## Directions
Each entry here needs to be given again exactly.

(Excerpts from a dataset)
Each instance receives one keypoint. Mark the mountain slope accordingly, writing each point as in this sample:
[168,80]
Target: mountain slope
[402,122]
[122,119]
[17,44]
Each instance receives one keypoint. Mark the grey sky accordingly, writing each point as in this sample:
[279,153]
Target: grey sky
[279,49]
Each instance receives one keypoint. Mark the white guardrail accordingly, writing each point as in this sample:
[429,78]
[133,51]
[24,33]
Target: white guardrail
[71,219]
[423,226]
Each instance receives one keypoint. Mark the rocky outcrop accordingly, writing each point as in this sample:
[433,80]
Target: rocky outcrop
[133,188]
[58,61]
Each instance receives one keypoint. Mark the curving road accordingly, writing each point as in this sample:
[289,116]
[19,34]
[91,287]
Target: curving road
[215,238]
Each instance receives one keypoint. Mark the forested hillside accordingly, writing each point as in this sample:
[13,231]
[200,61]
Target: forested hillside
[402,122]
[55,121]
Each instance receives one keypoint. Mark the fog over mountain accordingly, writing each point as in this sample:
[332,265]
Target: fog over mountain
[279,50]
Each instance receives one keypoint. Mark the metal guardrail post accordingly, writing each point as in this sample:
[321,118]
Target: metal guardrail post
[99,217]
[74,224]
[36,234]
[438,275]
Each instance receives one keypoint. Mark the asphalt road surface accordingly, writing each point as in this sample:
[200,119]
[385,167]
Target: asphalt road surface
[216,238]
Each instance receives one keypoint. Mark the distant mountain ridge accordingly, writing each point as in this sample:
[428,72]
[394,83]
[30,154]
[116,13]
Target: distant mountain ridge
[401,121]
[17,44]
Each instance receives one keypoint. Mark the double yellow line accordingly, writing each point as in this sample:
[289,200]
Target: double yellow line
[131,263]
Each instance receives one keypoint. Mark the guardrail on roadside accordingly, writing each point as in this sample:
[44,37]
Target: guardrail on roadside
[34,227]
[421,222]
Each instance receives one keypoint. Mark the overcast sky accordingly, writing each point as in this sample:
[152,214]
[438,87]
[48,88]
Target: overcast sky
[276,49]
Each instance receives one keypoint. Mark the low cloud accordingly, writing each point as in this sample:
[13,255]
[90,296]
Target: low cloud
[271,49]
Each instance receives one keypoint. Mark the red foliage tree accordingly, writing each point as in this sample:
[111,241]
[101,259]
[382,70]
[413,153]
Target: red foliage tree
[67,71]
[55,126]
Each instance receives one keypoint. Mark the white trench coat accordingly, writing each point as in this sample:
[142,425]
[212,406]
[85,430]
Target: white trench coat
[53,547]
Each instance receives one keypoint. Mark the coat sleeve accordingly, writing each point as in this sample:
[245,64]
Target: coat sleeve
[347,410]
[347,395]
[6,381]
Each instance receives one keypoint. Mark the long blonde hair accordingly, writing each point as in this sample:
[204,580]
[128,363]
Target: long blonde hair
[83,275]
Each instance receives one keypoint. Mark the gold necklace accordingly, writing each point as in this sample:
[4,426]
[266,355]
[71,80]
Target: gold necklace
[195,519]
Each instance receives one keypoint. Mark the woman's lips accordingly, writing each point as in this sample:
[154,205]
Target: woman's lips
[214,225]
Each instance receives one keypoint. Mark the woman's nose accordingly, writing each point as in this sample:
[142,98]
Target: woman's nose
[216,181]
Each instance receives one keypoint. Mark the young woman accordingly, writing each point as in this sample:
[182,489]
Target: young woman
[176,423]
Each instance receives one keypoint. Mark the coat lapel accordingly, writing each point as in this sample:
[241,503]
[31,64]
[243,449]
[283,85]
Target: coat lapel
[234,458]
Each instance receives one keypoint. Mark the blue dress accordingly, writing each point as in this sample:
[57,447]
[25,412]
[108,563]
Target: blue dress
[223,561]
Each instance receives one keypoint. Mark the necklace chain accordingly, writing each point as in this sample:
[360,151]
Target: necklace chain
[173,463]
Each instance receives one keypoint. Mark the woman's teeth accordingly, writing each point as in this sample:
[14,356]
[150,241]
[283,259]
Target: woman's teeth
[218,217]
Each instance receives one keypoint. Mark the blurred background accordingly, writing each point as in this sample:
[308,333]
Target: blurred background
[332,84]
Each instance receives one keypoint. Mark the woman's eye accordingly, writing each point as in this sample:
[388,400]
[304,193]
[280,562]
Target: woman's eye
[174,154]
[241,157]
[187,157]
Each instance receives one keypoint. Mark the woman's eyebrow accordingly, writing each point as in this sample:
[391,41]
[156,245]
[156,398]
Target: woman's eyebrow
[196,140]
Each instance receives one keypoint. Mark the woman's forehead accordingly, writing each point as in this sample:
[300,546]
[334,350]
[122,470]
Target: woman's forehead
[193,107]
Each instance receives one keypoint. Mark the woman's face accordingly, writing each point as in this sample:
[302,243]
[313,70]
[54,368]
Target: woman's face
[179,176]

## Response box
Each instance receives one keypoint. Mark the mountain slope accordingly, writing each point as in this sample:
[168,80]
Target: mountain slope
[402,122]
[122,119]
[17,44]
Each instance receives one keypoint. Mark the grey sky accordingly, writing each point as in this sample:
[279,153]
Target: grey sky
[279,49]
Each instance receives one keypoint. Mark the white guardrail accordingly, writing each point as in this sample:
[429,78]
[133,51]
[24,33]
Target: white guardrail
[71,219]
[423,226]
Each instance receives one keypoint. Mark the rocky outcrop accordingly, writing each point as in this sample:
[433,80]
Target: rocky outcrop
[133,188]
[58,61]
Each instance receives one keypoint. Mark the curving road accordingly, writing each point as in this sample:
[289,116]
[19,34]
[91,287]
Target: curving road
[215,238]
Each instance receives one keypoint. Mark the forested hillside accordingly, writing each point as in this sample:
[13,231]
[200,61]
Target: forested hillside
[402,122]
[55,121]
Each instance receives one keypoint. Mark the fog over mountain accordingly, writing each point as in this sample:
[332,265]
Target: fog over mountain
[279,50]
Each instance receives one keypoint. Mark the metal guardrail post accordingly, writing each point as in this sample:
[321,118]
Target: metal guardrail post
[99,217]
[74,224]
[36,234]
[438,275]
Each instance receives one keypoint. Mark the asphalt road surface accordingly, writing each point as in this sample:
[200,119]
[385,167]
Target: asphalt road surface
[216,238]
Each instance receives one keypoint. Mark the distant mountain ridge accordingly, writing each point as in this sample:
[428,72]
[394,83]
[30,154]
[116,13]
Target: distant mountain ridge
[401,121]
[17,44]
Each instance receives one keypoint. Mark the double yellow line accordingly, writing each point as in this sample:
[289,200]
Target: double yellow line
[131,263]
Each instance receives one keypoint. Mark the guardrail on roadside accordingly, writing each point as in this sample:
[44,37]
Target: guardrail on roadside
[34,227]
[421,222]
Each instance receives one keypoint. Mark the overcast sky accordingly, writing each point as in this sample:
[152,214]
[438,87]
[48,88]
Target: overcast sky
[276,49]
Each instance receives one keypoint. Mark the low cloud accordingly, writing each point as in this sample:
[13,255]
[90,296]
Target: low cloud
[271,49]
Each instance receives one keypoint. Mark the red foliage tree accordingly, writing each point as in this sample:
[111,241]
[101,259]
[382,70]
[413,153]
Target: red foliage tree
[67,71]
[55,126]
Each instance receives one keypoint. Mark the white trench coat accordingly, writing each point as in this sample:
[142,425]
[212,406]
[85,430]
Target: white trench coat
[53,547]
Each instance receives one keypoint. Mark the coat sleeve accordingly, writing each point as in this sample:
[245,64]
Target: coat sleeve
[347,410]
[347,395]
[6,381]
Each instance receives one keypoint. Mark the long blonde hair accordingly, writing each point as in this sample:
[204,580]
[128,363]
Target: long blonde hair
[83,275]
Each instance receives one keypoint. Mark the gold necklace accordingly, writing each point as in this sample:
[4,426]
[266,355]
[71,80]
Target: gold necklace
[195,519]
Each instance receives one keypoint. Mark the woman's lips accordingly, writing each point as in this sample:
[154,205]
Target: woman's lips
[214,225]
Each instance receives one keypoint. Mark the woman's nose accordingly, writing each point as in this sample:
[142,98]
Target: woman's nose
[216,181]
Each instance receives one keypoint. Mark the young woman accordingly, writing each point as in this sample:
[182,489]
Target: young woman
[176,423]
Each instance receives one keypoint. Mark the coat lapel accordingly, writing each point as in this sample:
[241,503]
[31,64]
[243,449]
[283,85]
Target: coat lapel
[234,458]
Each instance receives one keypoint. Mark the blue dress accordingly, writing each point as in this sample:
[57,447]
[25,412]
[108,563]
Target: blue dress
[223,561]
Each instance receives one keypoint. Mark the necklace chain accordingly, writing each point as in this sample:
[360,151]
Target: necklace chain
[173,463]
Each instance receives one keypoint. Mark the woman's teeth accordingly, writing each point as in this sample:
[14,356]
[150,241]
[283,259]
Target: woman's teeth
[218,217]
Each instance receives one keypoint. Mark the blurred background accordingly, writing each point as in this sample:
[308,333]
Target: blurred background
[332,84]
Each instance receives one keypoint. Mark the woman's eye accordingly, writing each point as in this sample:
[388,400]
[304,193]
[280,562]
Target: woman's eye
[174,154]
[241,157]
[187,157]
Each instance receives one keypoint. Mark the woman's eyebrow accordingly, writing each point as in this sample:
[391,41]
[156,245]
[156,398]
Target: woman's eyebrow
[196,140]
Each instance receives one keypoint. Mark the woman's forehead accordingly, writing each point as in this sample:
[300,546]
[334,350]
[122,470]
Target: woman's forehead
[193,107]
Each instance receives one keypoint. Mark the woman's face accordingly, writing each point as in this sample:
[302,243]
[313,70]
[54,368]
Target: woman's face
[179,176]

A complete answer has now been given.